## STATED PROBLEM
Working from the line that contains "Place one keypoint per instance of the white toyota" down to the last line below, repeat each line exactly.
▬▬▬
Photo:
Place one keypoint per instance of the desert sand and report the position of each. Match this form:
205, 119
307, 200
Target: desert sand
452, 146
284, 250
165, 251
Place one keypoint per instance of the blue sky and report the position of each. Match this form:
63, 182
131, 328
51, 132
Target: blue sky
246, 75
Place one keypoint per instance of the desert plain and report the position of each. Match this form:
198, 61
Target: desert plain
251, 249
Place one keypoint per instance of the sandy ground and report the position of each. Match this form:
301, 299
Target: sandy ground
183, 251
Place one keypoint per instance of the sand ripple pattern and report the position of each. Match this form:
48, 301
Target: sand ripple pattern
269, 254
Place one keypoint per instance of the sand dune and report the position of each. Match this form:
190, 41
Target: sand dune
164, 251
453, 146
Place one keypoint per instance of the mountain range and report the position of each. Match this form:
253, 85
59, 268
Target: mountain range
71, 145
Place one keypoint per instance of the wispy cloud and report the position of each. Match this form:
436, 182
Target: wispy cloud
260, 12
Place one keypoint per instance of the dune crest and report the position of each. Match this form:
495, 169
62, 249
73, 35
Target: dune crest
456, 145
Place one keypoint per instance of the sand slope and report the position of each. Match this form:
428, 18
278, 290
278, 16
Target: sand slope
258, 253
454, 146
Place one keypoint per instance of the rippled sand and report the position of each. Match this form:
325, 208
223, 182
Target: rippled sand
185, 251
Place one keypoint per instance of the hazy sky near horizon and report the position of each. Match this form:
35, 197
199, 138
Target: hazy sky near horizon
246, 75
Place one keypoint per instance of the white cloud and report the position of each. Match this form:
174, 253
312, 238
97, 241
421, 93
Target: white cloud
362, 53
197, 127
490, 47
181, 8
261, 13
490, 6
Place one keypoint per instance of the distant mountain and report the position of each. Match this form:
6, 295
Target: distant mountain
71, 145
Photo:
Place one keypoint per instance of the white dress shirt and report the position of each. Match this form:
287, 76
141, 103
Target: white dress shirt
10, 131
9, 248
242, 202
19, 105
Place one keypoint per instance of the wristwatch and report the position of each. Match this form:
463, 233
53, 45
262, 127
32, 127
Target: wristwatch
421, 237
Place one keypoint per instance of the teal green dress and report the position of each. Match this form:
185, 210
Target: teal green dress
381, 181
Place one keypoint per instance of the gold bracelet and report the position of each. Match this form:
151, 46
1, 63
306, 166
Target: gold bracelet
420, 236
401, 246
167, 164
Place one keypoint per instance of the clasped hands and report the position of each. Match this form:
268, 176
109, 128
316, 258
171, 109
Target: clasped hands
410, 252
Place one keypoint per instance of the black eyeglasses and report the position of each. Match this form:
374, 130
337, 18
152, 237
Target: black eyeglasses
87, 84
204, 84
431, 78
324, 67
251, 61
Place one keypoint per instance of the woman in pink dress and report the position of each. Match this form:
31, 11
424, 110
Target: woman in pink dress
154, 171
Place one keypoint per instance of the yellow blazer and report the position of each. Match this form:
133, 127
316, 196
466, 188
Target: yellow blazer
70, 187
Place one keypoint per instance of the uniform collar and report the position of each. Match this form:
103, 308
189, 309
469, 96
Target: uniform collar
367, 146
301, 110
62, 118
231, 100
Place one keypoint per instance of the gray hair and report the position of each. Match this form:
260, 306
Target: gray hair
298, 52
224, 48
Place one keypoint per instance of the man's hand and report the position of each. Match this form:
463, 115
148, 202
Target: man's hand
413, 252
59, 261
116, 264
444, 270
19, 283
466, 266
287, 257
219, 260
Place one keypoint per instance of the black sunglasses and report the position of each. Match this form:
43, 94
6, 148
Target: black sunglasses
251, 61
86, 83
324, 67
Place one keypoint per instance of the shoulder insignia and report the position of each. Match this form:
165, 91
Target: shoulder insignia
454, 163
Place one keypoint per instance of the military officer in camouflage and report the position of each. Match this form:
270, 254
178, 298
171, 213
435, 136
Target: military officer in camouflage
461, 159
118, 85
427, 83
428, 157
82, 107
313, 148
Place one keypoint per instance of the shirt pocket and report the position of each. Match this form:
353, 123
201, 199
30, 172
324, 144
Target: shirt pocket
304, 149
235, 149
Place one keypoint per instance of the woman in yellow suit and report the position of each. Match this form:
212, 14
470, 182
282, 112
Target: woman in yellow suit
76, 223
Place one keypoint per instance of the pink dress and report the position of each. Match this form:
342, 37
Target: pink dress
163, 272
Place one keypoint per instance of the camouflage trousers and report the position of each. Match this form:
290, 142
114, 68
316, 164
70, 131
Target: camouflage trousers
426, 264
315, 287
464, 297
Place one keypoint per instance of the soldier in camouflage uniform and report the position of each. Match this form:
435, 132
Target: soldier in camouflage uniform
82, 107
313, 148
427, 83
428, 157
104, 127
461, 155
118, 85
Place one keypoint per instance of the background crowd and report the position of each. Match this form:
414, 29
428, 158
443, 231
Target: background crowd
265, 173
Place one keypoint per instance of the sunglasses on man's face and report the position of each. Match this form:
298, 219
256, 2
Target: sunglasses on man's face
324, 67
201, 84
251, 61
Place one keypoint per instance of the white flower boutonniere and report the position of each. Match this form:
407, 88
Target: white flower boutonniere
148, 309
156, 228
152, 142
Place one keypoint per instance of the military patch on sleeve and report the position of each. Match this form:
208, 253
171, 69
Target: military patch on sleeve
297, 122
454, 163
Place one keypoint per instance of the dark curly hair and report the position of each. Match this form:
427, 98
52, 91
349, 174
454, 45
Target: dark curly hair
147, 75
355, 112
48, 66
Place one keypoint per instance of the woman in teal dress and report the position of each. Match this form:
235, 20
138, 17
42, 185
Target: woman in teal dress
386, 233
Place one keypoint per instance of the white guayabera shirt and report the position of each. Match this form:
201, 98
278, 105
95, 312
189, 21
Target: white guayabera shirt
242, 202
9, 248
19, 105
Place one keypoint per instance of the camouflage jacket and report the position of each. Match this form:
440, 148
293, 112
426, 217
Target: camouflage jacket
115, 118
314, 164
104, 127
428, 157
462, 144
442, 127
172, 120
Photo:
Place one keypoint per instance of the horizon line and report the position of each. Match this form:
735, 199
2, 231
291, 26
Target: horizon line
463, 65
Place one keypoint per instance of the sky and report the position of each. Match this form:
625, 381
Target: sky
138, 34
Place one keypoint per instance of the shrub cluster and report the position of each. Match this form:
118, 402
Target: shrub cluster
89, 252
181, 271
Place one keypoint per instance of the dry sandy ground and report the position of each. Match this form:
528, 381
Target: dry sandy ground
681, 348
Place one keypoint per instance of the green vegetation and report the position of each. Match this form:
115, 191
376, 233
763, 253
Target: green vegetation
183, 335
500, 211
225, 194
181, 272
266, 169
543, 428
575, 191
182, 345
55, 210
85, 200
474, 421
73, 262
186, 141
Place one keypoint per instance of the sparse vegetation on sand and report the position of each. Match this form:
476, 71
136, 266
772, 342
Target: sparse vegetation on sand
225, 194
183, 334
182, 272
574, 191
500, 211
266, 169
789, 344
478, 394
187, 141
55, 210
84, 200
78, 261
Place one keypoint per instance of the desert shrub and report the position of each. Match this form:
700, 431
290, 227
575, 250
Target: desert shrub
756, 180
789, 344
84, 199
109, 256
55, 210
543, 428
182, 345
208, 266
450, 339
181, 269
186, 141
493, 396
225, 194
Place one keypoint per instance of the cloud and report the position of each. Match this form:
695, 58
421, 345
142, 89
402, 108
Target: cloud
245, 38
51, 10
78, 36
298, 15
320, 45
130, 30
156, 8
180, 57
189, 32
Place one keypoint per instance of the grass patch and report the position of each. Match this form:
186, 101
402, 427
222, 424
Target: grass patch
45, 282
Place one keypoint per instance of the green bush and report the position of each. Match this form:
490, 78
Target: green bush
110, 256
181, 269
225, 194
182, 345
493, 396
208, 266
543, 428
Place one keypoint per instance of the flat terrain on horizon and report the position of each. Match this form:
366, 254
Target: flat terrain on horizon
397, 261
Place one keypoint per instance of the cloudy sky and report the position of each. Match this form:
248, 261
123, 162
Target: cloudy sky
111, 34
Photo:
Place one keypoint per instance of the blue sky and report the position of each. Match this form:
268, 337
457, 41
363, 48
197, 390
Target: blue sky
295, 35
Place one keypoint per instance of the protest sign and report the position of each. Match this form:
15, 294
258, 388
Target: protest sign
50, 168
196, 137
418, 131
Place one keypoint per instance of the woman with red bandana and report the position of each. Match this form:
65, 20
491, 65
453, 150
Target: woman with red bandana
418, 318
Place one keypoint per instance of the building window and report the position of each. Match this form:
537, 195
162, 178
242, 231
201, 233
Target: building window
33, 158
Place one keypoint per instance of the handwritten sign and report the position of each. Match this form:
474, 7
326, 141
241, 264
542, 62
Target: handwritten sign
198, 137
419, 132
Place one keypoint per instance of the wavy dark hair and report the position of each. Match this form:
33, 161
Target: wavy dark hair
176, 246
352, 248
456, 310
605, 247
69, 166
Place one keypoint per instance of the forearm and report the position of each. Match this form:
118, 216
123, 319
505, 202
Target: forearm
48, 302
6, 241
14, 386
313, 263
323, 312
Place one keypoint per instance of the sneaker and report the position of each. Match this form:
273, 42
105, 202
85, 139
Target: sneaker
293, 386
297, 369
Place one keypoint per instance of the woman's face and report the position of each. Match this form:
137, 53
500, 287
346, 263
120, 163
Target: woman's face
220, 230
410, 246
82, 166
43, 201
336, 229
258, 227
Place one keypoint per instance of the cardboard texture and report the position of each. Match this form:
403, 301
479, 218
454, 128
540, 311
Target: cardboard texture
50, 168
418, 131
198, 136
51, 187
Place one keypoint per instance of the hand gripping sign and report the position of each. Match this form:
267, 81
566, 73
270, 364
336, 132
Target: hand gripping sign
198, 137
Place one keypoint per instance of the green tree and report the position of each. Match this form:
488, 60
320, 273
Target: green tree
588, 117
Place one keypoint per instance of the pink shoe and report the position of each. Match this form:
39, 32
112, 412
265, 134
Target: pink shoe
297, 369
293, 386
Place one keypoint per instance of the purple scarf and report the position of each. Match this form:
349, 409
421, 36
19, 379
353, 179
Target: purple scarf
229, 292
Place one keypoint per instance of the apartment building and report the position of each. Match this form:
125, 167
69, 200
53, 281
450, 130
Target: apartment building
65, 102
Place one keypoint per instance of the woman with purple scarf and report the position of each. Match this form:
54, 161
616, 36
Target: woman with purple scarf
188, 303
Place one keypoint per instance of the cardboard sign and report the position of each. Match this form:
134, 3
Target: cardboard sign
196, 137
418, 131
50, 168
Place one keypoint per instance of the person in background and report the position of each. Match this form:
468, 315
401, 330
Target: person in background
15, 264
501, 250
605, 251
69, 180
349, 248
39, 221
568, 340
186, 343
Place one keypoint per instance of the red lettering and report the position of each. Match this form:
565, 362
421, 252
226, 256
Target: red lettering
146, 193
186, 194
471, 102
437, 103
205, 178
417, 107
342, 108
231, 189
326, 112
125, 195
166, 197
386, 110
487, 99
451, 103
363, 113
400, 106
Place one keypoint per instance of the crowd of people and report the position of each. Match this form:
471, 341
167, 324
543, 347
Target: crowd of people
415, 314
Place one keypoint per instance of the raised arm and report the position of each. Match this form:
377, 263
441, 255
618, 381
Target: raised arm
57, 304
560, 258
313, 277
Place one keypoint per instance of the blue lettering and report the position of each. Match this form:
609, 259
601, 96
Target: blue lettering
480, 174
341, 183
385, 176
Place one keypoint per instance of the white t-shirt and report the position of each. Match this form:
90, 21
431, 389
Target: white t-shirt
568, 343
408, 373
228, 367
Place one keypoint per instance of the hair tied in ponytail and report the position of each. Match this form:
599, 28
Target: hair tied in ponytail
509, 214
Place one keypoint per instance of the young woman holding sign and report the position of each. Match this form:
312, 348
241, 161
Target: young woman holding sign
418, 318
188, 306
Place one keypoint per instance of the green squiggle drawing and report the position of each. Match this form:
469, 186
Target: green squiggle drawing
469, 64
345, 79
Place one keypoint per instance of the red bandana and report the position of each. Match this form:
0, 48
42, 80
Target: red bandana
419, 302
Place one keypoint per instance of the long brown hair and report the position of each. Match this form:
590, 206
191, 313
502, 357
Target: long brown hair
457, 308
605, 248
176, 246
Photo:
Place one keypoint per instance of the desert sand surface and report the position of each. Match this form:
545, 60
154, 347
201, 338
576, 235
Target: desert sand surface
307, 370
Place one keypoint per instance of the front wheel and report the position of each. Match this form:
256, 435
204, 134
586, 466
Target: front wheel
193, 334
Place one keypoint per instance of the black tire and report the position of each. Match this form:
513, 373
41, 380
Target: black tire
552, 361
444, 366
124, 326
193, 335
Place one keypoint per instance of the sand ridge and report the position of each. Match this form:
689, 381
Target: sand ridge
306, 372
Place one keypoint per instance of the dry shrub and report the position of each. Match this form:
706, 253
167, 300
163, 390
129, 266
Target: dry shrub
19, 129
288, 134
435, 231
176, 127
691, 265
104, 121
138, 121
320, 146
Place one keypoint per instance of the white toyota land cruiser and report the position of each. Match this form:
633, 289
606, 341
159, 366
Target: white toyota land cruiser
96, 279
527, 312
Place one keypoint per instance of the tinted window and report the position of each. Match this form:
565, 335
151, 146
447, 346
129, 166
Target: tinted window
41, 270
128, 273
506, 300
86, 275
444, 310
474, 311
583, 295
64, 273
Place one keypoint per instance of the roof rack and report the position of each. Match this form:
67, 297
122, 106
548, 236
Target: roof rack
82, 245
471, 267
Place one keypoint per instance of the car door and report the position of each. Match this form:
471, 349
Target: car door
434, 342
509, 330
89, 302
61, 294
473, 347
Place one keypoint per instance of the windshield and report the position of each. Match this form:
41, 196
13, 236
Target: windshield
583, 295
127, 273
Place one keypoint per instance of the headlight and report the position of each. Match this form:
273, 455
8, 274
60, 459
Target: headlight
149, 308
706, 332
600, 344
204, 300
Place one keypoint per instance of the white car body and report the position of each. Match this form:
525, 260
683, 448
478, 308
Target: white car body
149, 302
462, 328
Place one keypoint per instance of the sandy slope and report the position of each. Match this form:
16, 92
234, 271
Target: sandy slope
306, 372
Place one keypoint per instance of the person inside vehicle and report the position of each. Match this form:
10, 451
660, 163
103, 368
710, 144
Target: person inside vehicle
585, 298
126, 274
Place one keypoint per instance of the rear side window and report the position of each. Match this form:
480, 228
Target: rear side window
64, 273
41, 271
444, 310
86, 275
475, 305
▬▬▬
## CORRECT RESPONSE
Place one keypoint per instance of the white toyota land cruiser and report the position of each. Match this form:
633, 289
606, 341
159, 366
Target: white toyota land cruiser
96, 279
527, 312
Place one keypoint per instance of the tinted window and report the position of each. Match this form:
565, 335
151, 146
447, 346
129, 166
Target: tinted window
41, 270
128, 273
506, 300
86, 275
444, 310
474, 311
583, 295
64, 273
Place one keypoint per instance of the roof rack and report the position of each. Match this form:
67, 297
122, 106
548, 236
Target: roof rack
82, 245
471, 267
Place one keypoint per instance of the car door and report the position of each. Match this form:
471, 349
Target: car door
434, 342
509, 330
89, 302
61, 294
473, 347
Place one keypoint per instance of the windshield and report the position of each. Match this form:
41, 196
13, 236
Target: windshield
583, 295
127, 273
Place one keypoint per instance of the headlight and report the position of each. Match this form:
273, 455
8, 274
60, 459
Target: headlight
149, 308
706, 332
600, 344
204, 300
Place one keypoint per instance of the white car body and report the position of each. Match this form:
525, 260
683, 448
478, 308
Target: white car body
149, 302
462, 328
Place one keypoint per instance of the sandy slope and report the position of each. Match this form:
16, 92
234, 271
Target: sandy slope
306, 372
Place one keypoint per instance of the person inside vehicle and report the position of each. Match this form:
10, 451
660, 163
103, 368
710, 144
Target: person inside vehicle
585, 298
126, 274
Place one keypoint per instance of the rear side window and report the position of each. Match this form:
480, 228
Target: rear side window
64, 273
41, 271
444, 310
86, 275
475, 305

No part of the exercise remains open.